=== Dokumentauszug ===
Werden sich die Hochschulen nun neu erfinden?
Viele entdecken jetzt die Vorteile der Online-Lehre. Man kann Audio, Video, Simulation, Animation, Suchsysteme und vieles Weiteres nutzen, um die Wissensvermittlung substanziell zu verbessern. Diese Erkenntnis sickert gerade an den Hochschulen durch, aber auch in den Ministerien und Wissenschaftskommissionen.

Denn die Studierenden hätten gerne ein gutes digitales Angebot, das wissen wir aus vielen Evaluationen. Das gilt insbesondere für Massenveranstaltungen. Nur waren die Lehrenden bislang – auch aus Gewohnheit sowie wegen der Hürden der Technologie – sehr zurückhaltend und konservativ.

Ein Porträtbild von Nicolas Apostolopoulos.
Nicolas Apostolopoulos, Honorarprofessor an der Freien Universität.
© Thilo Rückeis

Vor allem asynchrone Formate, also Vorlesungsreihen, die aufgezeichnet werden und die jeder anschauen kann, wann er will, stehen neuerdings hoch im Kurs. Wo liegen die Vorteile?
Die Studierenden können sich den Stoff konzentrierter und in ihrem eigenen Tempo aneignen. Wenn man mit knapp tausend Menschen in einem Raum sitzen muss, hat das ohnehin nichts mehr mit effektivem Lernen oder mit Dialog zu tun. Asynchrone Lehre heißt allerdings nicht, dass man eine Vorlesung einfach abfilmt. Das ist didaktisch nicht sinnvoll.

Splittet man die Lerneinheit aber in kleine Teile auf, stellt zwischendrin Fragen und bietet den Studierenden virtuelle Tutorien an, dann kann man die Vorteile der Onlinelehre ausschöpfen. Der Aufwand lohnt sich aus meiner Erfahrung auf jeden Fall! Niemand will in die alte Welt zurück, wenn er sich einmal entschieden hat, asynchrone, digitale Elemente mit Präsenzoptionen zu kombinieren.

Berichte zur Corona-Lage an den Hochschulen

Tausende Lehrende haben in den vergangenen Wochen E-Learning-Schulungen besucht. Wird das ein breites Umdenken auslösen?
Es gibt durchaus Kolleginnen und Kollegen, die sich freuen, dass die Hochschulen ihnen endlich genügend Möglichkeiten für die digitale Lehre zur Verfügung stellen. Aber ob diejenigen, die vorher skeptisch waren, jetzt ihre Meinung ändern? Ein großes Hurra seitens der Lehrenden gab es jedenfalls bisher nicht. Insbesondere ältere Dozentinnen und Dozenten, die sehr erfolgreich Präsenzunterricht durchgeführt haben, werden sich vermutlich nicht mehr dauerhaft umstellen wollen.
=== Datenauszug ===
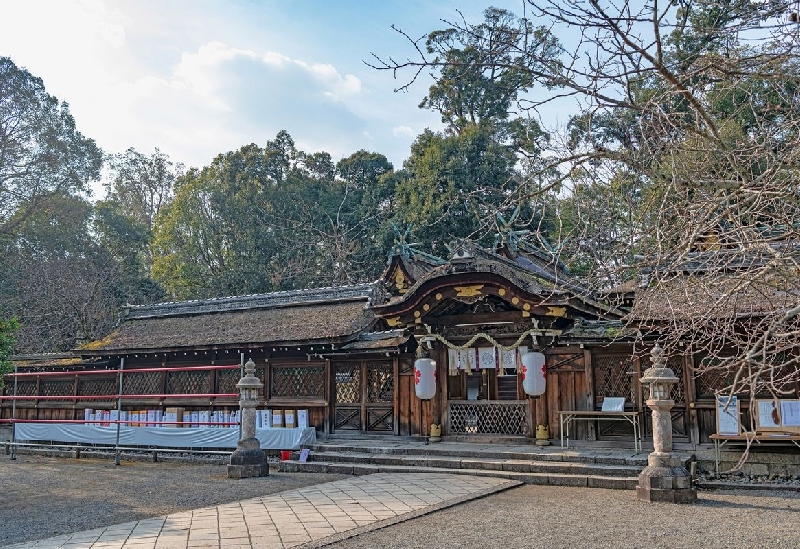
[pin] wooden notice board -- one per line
(781, 415)
(728, 416)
===
→ **Arbeitsaufträge**:
• A. Zählen Sie alle Medien und Werkzeuge auf, die der Text zur Online-Lehre ausdrücklich als Mittel zur Verbesserung der Wissensvermittlung nennt.
• B. Führen Sie den Text zur Online-Lehre im Anschluss an seinen letzten Satz weiter.

→ **Antworten je Aufgabe**:
• A. Audio, Video, Simulation, Animation, Suchsysteme

• B.
Das ist ja zunächst auch mit großem Mehraufwand verbunden. Wann wird es Prototypen oder feste Formatvorlagen geben, so- dass nicht jeder für sich allein das Rad neu erfinden muss?
Ehrlich gesagt haben wir diese Best- Practice-Beispiele schon, etwa beim Hochschulforum Digitalisierung. Das digital gestützte, multimediale Lernen ist gut erforscht. Wir wissen, wo die Vor- und Nachteile liegen, was geht und was eher nicht. Aber dieses vorhandene Basiswissen ersetzt nicht die eigenen Erfahrungen. Natürlich könnten die E-Learning-Center noch mehr Musterbeispiele bereitstellen.

Was die Dozenten dringender brauchen, ist Schulung sowie direkte Unterstützung beim Transformationsprozess. Damit sie während des Semesters nicht lange experimentieren müssen und dabei frustriert werden. Dazu müssten die Center eine Zeit lang personell aufstocken. Da müsste jetzt massiv investiert werden. So wie in anderen Branchen die Digitalisierung zu neuen Produkten führt und alte eliminiert, so wird auch das Bildungswesen durch die Digitalisierung ein völlig neues Gesicht bekommen. Das ist eine strategische Aufgabe für Hochschulleitungen und Politik.

Bei aller Begeisterung für asynchron, hybrid und blended – hat die Onlinelehre auch Grenzen?
Digitale Formate funktionieren gut, wenn es überwiegend um Stoffvermittlung geht, etwa um Einführungsvorlesungen, zu denen es gute Lehrbücher und ausgereifte digitale Lernmaterialien gibt. Sobald persönliche Interaktion und Diskurs starke Bestandteile des gemeinsamen Lernens sind, brauchen wir Präsenzveranstaltungen. Das können wir digital nicht herstellen – und das sollten wir auch nicht anstreben. Eine Online- beziehungsweise Fernuniversität ist nicht erstrebenswert.